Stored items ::
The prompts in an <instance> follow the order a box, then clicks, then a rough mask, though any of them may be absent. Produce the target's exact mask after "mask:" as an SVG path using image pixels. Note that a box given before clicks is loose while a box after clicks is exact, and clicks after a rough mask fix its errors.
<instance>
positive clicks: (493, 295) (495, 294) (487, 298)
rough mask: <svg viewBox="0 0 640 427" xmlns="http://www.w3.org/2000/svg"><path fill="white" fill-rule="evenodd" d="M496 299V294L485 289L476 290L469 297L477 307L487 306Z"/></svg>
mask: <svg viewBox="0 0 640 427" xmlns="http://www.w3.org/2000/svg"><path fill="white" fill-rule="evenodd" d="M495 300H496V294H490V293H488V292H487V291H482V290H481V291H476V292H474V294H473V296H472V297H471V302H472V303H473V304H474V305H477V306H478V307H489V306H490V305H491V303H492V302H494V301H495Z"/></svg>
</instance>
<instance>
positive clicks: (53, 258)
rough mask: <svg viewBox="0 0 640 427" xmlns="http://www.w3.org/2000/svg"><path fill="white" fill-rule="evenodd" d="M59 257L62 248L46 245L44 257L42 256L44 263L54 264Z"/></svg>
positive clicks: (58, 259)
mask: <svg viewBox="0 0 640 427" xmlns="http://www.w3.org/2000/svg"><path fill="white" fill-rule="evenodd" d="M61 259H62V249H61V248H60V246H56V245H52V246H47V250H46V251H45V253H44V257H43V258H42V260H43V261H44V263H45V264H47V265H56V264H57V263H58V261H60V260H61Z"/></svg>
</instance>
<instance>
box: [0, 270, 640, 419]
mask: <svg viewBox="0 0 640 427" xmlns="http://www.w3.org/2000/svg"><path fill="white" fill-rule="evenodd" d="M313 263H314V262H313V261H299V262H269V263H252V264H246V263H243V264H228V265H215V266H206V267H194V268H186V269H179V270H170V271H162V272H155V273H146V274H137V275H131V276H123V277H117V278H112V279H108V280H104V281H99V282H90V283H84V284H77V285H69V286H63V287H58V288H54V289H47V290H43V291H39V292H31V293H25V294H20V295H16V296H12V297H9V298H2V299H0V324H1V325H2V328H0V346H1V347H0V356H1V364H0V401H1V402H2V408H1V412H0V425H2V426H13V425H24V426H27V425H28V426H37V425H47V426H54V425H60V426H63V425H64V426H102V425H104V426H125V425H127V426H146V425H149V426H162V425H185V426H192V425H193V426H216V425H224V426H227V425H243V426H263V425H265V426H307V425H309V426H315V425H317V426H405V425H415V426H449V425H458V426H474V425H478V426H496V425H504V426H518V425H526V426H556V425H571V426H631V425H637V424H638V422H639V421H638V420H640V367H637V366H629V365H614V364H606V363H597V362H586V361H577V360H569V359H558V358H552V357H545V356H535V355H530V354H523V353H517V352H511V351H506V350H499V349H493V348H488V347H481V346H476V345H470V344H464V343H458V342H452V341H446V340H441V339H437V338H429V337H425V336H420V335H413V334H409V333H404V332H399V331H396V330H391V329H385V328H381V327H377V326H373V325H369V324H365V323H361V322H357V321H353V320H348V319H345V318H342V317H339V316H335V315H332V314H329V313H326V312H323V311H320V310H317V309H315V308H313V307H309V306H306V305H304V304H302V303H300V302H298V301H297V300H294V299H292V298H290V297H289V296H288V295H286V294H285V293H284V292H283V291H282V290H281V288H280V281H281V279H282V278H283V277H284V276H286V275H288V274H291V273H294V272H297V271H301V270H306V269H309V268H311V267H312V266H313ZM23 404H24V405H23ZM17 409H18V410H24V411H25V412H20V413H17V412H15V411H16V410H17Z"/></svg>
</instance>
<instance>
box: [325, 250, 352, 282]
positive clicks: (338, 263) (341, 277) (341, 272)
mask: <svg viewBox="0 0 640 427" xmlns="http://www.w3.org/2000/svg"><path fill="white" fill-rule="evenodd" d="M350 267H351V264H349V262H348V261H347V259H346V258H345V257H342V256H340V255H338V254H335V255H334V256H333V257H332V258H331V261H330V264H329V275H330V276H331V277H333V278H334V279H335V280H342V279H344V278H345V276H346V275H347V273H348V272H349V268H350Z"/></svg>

BRIEF :: Would you set the entries down again, exactly as they were written?

EXPECTED ANSWER ::
The prompts in an <instance> follow the order a box, then clicks, then a rough mask, though any of them may be absent. Produce the target's exact mask after "mask:" as an SVG path using image pixels. Note that a box given before clicks is loose while a box after clicks is exact, and clicks after a rough mask fix its errors.
<instance>
positive clicks: (493, 295) (495, 294) (487, 298)
rough mask: <svg viewBox="0 0 640 427" xmlns="http://www.w3.org/2000/svg"><path fill="white" fill-rule="evenodd" d="M496 299V294L485 289L476 290L469 297L477 307L487 306Z"/></svg>
mask: <svg viewBox="0 0 640 427" xmlns="http://www.w3.org/2000/svg"><path fill="white" fill-rule="evenodd" d="M495 300H496V294H490V293H488V292H487V291H482V290H481V291H476V292H474V294H473V296H472V297H471V302H472V303H473V304H474V305H477V306H478V307H489V306H490V305H491V303H492V302H494V301H495Z"/></svg>
</instance>
<instance>
positive clicks: (53, 258)
rough mask: <svg viewBox="0 0 640 427" xmlns="http://www.w3.org/2000/svg"><path fill="white" fill-rule="evenodd" d="M59 257L62 248L46 245L44 257L42 256L44 263L54 264Z"/></svg>
positive clicks: (58, 259)
mask: <svg viewBox="0 0 640 427" xmlns="http://www.w3.org/2000/svg"><path fill="white" fill-rule="evenodd" d="M61 259H62V249H61V248H60V246H56V245H52V246H47V250H46V251H45V253H44V257H43V258H42V260H43V261H44V263H45V264H47V265H56V264H57V263H58V261H60V260H61Z"/></svg>
</instance>
<instance>
box: [0, 270, 640, 419]
mask: <svg viewBox="0 0 640 427" xmlns="http://www.w3.org/2000/svg"><path fill="white" fill-rule="evenodd" d="M313 263H314V262H313V261H299V262H269V263H252V264H246V263H243V264H228V265H215V266H206V267H194V268H186V269H179V270H170V271H162V272H155V273H146V274H137V275H131V276H123V277H117V278H112V279H108V280H104V281H99V282H90V283H84V284H77V285H69V286H63V287H58V288H54V289H47V290H43V291H39V292H31V293H25V294H20V295H16V296H12V297H9V298H2V299H0V324H1V325H2V328H0V346H1V347H0V356H1V364H0V401H1V402H2V408H1V412H0V425H2V426H13V425H24V426H27V425H28V426H37V425H47V426H54V425H60V426H63V425H64V426H102V425H104V426H125V425H127V426H146V425H149V426H162V425H185V426H192V425H193V426H216V425H224V426H227V425H243V426H263V425H265V426H307V425H309V426H315V425H317V426H405V425H415V426H449V425H458V426H474V425H478V426H496V425H504V426H518V425H526V426H556V425H571V426H631V425H637V424H638V422H639V421H638V420H640V367H637V366H629V365H614V364H606V363H597V362H586V361H577V360H569V359H558V358H552V357H545V356H535V355H530V354H523V353H517V352H511V351H506V350H499V349H493V348H488V347H481V346H476V345H470V344H464V343H458V342H452V341H446V340H441V339H437V338H429V337H425V336H420V335H413V334H409V333H404V332H399V331H396V330H391V329H385V328H381V327H377V326H373V325H369V324H365V323H361V322H357V321H353V320H348V319H345V318H342V317H339V316H335V315H332V314H329V313H326V312H323V311H320V310H317V309H315V308H313V307H309V306H306V305H304V304H302V303H300V302H298V301H297V300H294V299H292V298H290V297H289V296H288V295H286V294H285V293H284V292H283V291H282V290H281V288H280V281H281V279H282V278H283V277H284V276H286V275H288V274H291V273H294V272H297V271H301V270H306V269H309V268H311V267H312V266H313ZM23 404H24V405H23ZM17 409H18V410H24V411H25V412H20V413H17V412H15V411H16V410H17Z"/></svg>
</instance>
<instance>
box: [325, 250, 352, 282]
positive clicks: (338, 263) (341, 277) (341, 272)
mask: <svg viewBox="0 0 640 427" xmlns="http://www.w3.org/2000/svg"><path fill="white" fill-rule="evenodd" d="M350 267H351V264H349V262H348V261H347V259H346V258H345V257H342V256H340V255H338V254H335V255H334V256H333V257H332V258H331V261H330V264H329V275H330V276H331V277H333V278H334V279H335V280H342V279H344V278H345V276H346V275H347V273H348V272H349V268H350Z"/></svg>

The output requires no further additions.